*** Opening of Data to process ***

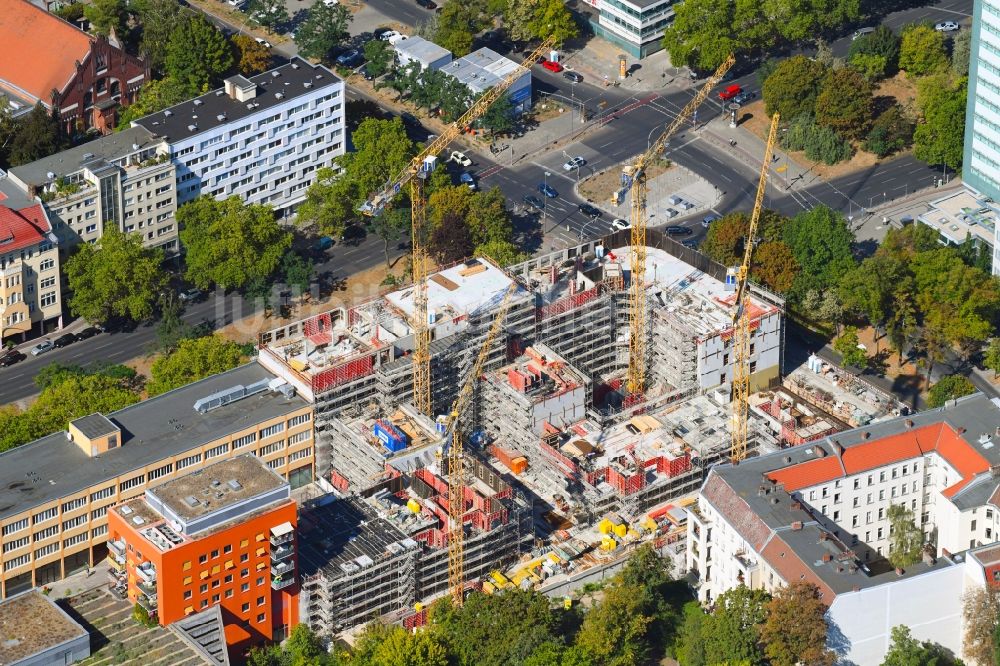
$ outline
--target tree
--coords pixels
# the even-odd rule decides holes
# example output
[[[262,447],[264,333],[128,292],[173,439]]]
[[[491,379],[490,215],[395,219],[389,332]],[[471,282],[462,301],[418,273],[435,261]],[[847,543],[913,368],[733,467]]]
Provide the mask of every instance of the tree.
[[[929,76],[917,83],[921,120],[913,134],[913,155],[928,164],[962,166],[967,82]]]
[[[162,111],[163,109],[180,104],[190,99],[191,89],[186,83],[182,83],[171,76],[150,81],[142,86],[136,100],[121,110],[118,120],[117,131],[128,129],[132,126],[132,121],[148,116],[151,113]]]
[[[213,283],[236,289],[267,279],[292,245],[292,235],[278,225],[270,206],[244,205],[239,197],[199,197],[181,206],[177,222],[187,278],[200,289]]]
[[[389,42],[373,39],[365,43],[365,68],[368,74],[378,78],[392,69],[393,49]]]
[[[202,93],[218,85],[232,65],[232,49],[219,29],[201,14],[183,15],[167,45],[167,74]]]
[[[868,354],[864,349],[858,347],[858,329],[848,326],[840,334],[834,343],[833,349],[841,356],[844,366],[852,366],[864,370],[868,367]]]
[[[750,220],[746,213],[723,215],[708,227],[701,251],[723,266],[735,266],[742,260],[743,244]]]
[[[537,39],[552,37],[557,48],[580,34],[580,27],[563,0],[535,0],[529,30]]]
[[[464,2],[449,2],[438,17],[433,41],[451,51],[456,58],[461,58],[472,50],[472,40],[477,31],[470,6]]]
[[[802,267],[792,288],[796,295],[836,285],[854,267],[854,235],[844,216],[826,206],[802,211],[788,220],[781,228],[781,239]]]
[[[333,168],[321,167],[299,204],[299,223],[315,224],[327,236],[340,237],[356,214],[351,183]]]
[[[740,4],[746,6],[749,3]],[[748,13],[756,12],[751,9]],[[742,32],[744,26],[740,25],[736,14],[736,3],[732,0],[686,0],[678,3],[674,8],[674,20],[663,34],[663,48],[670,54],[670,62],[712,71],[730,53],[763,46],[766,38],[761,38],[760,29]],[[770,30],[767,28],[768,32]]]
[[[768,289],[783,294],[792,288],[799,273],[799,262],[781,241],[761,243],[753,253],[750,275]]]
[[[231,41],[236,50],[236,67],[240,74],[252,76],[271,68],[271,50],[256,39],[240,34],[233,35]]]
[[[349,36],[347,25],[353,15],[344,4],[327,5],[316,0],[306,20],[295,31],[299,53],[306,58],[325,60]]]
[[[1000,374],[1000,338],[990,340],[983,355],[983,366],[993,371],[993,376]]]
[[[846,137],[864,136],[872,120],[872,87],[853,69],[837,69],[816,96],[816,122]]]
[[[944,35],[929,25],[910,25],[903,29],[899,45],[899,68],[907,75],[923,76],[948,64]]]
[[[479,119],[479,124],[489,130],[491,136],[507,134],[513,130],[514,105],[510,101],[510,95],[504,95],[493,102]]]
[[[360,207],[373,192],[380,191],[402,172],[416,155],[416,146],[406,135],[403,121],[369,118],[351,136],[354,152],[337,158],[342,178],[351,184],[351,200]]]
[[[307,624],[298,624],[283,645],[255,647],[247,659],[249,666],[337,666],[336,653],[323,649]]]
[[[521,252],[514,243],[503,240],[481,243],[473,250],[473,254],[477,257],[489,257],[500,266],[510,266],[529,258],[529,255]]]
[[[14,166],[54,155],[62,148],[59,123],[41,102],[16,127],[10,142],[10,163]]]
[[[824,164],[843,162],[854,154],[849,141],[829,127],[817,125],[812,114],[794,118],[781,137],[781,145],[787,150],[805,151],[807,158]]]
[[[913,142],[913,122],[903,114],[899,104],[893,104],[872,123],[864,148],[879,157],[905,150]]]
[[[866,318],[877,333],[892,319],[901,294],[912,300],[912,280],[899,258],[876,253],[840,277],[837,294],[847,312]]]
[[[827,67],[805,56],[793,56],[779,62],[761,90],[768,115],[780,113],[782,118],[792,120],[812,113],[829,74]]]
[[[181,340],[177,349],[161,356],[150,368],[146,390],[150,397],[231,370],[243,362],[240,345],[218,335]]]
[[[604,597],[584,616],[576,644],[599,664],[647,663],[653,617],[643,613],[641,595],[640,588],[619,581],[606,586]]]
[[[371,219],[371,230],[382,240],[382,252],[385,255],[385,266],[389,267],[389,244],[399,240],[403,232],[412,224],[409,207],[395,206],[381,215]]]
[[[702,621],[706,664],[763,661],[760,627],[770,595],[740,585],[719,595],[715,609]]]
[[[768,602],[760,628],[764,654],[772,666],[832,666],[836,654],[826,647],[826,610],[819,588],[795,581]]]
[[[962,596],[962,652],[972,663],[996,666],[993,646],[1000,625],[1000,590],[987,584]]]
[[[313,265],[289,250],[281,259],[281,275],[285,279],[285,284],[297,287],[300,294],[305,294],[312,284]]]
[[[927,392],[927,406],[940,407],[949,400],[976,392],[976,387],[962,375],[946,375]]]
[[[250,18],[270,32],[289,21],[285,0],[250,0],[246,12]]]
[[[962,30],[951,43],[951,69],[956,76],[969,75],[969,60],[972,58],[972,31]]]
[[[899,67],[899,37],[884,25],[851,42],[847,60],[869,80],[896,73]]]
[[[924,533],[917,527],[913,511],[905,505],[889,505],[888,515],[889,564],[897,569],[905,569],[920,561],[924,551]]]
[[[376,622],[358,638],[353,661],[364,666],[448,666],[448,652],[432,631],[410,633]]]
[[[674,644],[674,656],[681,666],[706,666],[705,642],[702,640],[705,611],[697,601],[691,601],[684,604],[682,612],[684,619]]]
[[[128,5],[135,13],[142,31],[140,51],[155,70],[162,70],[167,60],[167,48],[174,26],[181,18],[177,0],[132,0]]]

*** Close of Data to process ***

Exercise directions
Where a line of the records has the string "tree", return that line.

Solution below
--target tree
Provide the mask of every instance of the tree.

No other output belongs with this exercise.